- [Given exercise]
Starting at the line containing "Task: the pointer indicates each instance of the blue" and ending at the line containing "[[328, 46]]", rewrite every line of that stretch of the material, adding 77 to each point coordinate in the answers. Leave all other text in those lines unchanged.

- [Record extracts]

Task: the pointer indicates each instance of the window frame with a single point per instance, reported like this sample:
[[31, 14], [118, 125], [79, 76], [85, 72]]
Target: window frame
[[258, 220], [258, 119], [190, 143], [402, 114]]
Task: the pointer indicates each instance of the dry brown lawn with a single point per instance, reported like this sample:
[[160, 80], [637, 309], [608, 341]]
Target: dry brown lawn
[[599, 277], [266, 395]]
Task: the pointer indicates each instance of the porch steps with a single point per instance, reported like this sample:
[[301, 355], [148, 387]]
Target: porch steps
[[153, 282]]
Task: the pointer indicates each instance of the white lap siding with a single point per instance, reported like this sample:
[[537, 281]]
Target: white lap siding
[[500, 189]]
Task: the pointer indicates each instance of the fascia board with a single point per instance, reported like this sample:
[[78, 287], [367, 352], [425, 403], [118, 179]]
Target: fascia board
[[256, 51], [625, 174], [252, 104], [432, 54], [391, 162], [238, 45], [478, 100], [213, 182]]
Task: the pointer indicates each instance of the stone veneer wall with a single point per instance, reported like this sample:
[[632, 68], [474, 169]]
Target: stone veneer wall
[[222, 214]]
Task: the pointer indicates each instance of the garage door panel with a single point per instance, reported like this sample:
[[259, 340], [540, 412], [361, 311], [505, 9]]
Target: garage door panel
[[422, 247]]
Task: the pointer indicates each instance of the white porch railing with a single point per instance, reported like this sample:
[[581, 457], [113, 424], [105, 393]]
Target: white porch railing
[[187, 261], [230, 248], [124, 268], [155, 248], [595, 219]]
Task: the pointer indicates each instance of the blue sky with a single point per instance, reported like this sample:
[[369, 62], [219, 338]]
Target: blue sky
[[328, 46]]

==

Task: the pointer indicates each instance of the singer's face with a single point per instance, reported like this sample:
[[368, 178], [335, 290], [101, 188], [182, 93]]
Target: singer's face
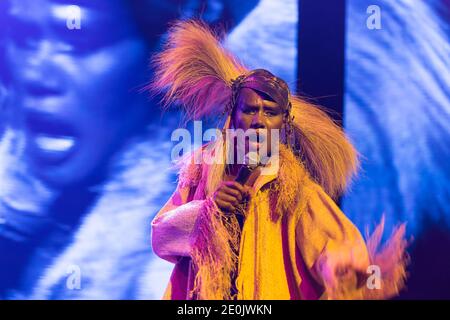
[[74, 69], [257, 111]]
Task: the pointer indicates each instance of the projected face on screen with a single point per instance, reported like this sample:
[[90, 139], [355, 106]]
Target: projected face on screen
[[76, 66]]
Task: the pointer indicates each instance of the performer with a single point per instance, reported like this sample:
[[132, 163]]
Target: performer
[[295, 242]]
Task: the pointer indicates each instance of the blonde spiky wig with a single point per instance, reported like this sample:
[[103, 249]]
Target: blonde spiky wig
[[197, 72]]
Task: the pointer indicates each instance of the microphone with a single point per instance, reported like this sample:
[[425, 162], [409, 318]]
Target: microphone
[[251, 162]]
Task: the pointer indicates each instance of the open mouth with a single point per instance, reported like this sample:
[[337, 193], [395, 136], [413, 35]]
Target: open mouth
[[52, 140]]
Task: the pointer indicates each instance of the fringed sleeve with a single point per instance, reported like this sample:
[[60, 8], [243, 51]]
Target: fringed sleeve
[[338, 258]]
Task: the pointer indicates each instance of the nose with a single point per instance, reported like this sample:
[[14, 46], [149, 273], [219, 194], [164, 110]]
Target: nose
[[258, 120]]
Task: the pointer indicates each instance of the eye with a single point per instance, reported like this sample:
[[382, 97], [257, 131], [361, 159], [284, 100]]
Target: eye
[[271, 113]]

--

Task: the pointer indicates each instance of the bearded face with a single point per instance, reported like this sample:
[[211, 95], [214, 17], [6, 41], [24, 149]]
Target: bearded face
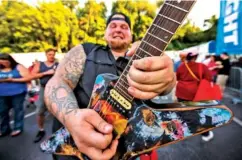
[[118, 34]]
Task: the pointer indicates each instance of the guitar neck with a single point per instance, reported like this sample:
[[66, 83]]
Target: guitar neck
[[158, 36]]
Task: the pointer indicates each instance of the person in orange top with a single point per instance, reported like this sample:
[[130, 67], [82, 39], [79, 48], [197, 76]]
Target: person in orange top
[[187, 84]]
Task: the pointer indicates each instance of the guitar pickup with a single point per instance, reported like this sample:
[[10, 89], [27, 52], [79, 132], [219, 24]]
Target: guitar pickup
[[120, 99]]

- [Solved problem]
Task: the pointer indicates each instance of the blue sky with a single point per instance, reported like this sample:
[[369, 62], [219, 338]]
Target: blue sky
[[405, 123]]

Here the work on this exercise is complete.